* What to do *
Go through the material below and return each line with the string "eyeglasses" in it.
# # # #
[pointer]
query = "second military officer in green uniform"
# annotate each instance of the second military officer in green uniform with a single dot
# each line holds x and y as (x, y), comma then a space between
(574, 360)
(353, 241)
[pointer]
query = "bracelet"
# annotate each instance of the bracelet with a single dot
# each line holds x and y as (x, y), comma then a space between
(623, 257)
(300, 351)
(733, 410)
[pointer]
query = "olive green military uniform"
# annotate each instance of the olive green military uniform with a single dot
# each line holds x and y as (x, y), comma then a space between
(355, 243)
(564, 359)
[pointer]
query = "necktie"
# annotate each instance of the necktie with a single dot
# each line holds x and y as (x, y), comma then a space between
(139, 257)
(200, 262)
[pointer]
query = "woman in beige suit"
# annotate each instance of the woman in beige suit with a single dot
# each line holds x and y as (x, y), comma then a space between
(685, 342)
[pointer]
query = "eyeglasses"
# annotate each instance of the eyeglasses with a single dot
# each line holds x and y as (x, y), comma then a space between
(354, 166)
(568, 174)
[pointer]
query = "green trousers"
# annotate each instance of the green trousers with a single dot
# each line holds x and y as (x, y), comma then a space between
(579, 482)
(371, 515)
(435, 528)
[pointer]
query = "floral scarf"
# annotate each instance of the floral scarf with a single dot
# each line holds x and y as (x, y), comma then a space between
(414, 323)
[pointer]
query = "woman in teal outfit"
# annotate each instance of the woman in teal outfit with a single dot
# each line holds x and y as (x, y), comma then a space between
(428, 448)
# # # #
* Output below *
query = "eyeglasses"
# annotate each instance of the eyeglasses with a single dot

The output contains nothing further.